**PROBLEM DESCRIPTION:**
Copy the data exactly, line for line.

======== RAW DATA

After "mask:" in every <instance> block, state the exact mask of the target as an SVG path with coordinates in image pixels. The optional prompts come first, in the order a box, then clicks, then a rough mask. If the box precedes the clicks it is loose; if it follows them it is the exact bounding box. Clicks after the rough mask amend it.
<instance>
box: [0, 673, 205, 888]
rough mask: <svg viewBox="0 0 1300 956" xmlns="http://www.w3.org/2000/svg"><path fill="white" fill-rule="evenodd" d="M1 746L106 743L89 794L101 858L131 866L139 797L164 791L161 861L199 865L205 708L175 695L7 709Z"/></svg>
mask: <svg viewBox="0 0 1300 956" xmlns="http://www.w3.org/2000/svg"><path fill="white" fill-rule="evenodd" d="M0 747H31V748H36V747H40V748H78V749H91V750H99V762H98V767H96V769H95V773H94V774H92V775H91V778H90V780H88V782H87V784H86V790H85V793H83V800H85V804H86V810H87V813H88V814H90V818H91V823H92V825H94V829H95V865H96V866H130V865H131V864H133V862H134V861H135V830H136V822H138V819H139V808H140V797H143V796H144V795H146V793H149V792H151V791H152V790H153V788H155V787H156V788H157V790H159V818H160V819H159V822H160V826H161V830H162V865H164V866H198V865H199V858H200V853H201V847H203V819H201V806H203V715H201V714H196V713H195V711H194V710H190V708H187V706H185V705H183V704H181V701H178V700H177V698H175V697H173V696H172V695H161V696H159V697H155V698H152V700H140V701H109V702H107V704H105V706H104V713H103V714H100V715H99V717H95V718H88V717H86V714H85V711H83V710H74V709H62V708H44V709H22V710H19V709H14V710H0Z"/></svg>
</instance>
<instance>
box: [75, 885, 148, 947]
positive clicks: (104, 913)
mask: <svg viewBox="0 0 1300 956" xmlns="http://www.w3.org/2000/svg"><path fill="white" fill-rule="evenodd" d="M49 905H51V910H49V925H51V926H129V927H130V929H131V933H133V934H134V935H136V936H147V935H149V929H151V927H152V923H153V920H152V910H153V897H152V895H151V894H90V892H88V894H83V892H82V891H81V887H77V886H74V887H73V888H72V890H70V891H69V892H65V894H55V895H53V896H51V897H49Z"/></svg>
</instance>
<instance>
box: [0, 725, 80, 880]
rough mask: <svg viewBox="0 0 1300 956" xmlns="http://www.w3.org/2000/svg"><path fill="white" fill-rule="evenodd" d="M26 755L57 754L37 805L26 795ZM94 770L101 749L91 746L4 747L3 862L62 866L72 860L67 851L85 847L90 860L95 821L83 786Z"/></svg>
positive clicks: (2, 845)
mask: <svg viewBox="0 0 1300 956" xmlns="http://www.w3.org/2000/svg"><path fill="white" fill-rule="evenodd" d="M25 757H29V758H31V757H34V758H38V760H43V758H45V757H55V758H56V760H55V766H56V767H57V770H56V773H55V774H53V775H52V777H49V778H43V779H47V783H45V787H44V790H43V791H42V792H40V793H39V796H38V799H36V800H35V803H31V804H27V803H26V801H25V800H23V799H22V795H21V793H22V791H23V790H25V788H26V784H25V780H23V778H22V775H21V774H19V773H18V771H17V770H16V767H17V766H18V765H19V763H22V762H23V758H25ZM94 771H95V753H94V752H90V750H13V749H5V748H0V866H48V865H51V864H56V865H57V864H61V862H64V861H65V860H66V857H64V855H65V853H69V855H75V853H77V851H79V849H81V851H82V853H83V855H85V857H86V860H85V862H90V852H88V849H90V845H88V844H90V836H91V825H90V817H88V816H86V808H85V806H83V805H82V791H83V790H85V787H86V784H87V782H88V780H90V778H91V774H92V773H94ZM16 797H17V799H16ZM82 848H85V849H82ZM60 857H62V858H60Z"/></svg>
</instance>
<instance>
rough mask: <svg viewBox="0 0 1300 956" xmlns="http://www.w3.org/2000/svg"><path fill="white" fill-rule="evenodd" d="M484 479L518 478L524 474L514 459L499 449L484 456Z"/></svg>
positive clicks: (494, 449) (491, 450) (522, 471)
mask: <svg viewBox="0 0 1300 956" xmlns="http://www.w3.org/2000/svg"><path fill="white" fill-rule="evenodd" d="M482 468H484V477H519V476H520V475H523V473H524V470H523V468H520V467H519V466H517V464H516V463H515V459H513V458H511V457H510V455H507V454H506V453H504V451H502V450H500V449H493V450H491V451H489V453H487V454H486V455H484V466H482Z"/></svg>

================

**EXERCISE SOLUTION:**
After "mask:" in every <instance> block, state the exact mask of the target as an SVG path with coordinates in image pixels. The optional prompts come first, in the order a box, then clicks, then a rough mask. If the box precedes the clicks it is loose; if it follows them it is the exact bounding box. Clicks after the rough mask amend it.
<instance>
box: [0, 673, 205, 888]
rough mask: <svg viewBox="0 0 1300 956" xmlns="http://www.w3.org/2000/svg"><path fill="white" fill-rule="evenodd" d="M1 746L106 743L89 794L101 858L131 866L139 797L164 791L161 861L199 865L205 708L175 695L7 709Z"/></svg>
mask: <svg viewBox="0 0 1300 956" xmlns="http://www.w3.org/2000/svg"><path fill="white" fill-rule="evenodd" d="M0 747H31V748H36V747H40V748H78V749H91V750H99V762H98V767H96V769H95V773H94V774H92V775H91V778H90V780H88V782H87V784H86V790H85V793H83V800H85V804H86V810H87V813H88V814H90V818H91V823H92V825H94V829H95V865H96V866H130V865H131V864H133V862H134V861H135V830H136V822H138V819H139V808H140V797H143V796H144V795H146V793H149V792H151V791H152V790H153V788H155V787H156V788H157V790H159V818H160V819H159V822H160V826H161V830H162V865H164V866H198V865H199V858H200V853H201V847H203V819H201V806H203V715H201V714H196V713H195V711H194V710H190V708H187V706H185V705H183V704H181V701H178V700H177V698H175V697H173V696H172V695H161V696H159V697H155V698H152V700H140V701H109V702H107V704H105V706H104V713H103V714H100V715H99V717H95V718H88V717H86V714H85V711H83V710H74V709H62V708H44V709H22V710H19V709H14V710H0Z"/></svg>
</instance>
<instance>
box: [75, 885, 148, 947]
positive clicks: (104, 913)
mask: <svg viewBox="0 0 1300 956" xmlns="http://www.w3.org/2000/svg"><path fill="white" fill-rule="evenodd" d="M49 905H51V910H49V925H51V926H129V927H130V929H131V933H133V934H134V935H136V936H147V935H149V929H151V927H152V923H153V920H152V910H153V897H152V895H151V894H90V892H88V894H83V892H82V891H81V887H77V886H74V887H73V888H72V890H70V891H69V892H65V894H55V895H53V896H51V897H49Z"/></svg>
</instance>
<instance>
box: [0, 725, 80, 880]
rough mask: <svg viewBox="0 0 1300 956" xmlns="http://www.w3.org/2000/svg"><path fill="white" fill-rule="evenodd" d="M26 755L57 754L37 805L26 795ZM94 770L101 749L91 746L4 747L3 862L62 866L72 860L67 851L85 847L90 860L95 821L83 786Z"/></svg>
positive clicks: (2, 845)
mask: <svg viewBox="0 0 1300 956" xmlns="http://www.w3.org/2000/svg"><path fill="white" fill-rule="evenodd" d="M25 757H29V758H31V757H34V758H38V760H43V758H45V757H55V758H56V760H55V766H56V767H57V770H56V773H55V774H53V775H52V777H49V778H43V779H47V783H45V787H44V790H43V791H42V792H40V793H39V796H38V799H36V800H35V803H31V804H27V803H26V801H25V800H23V799H22V795H21V793H22V791H23V790H25V788H26V784H25V780H23V778H22V775H21V774H19V773H18V771H17V770H16V767H17V766H18V765H19V763H22V762H23V758H25ZM94 771H95V753H94V752H90V750H13V749H5V748H0V866H48V865H51V864H56V865H57V864H61V862H64V861H65V860H66V857H64V855H65V853H69V855H75V853H77V851H79V849H81V851H82V853H83V855H85V857H86V860H85V862H90V852H88V849H90V845H88V844H90V836H91V825H90V817H88V816H86V808H85V806H83V805H82V791H83V790H85V787H86V784H87V782H88V780H90V778H91V774H92V773H94ZM16 797H17V799H16ZM82 848H85V849H82ZM60 857H62V858H60Z"/></svg>
</instance>
<instance>
rough mask: <svg viewBox="0 0 1300 956" xmlns="http://www.w3.org/2000/svg"><path fill="white" fill-rule="evenodd" d="M484 479L518 478L524 474L514 459L499 449L484 456Z"/></svg>
positive clicks: (494, 449) (491, 450) (522, 471)
mask: <svg viewBox="0 0 1300 956" xmlns="http://www.w3.org/2000/svg"><path fill="white" fill-rule="evenodd" d="M482 468H484V477H519V476H520V475H523V473H524V470H523V468H520V467H519V466H517V464H516V463H515V459H513V458H511V457H510V455H507V454H506V453H504V451H502V450H500V449H493V450H491V451H489V453H487V454H486V455H484V466H482Z"/></svg>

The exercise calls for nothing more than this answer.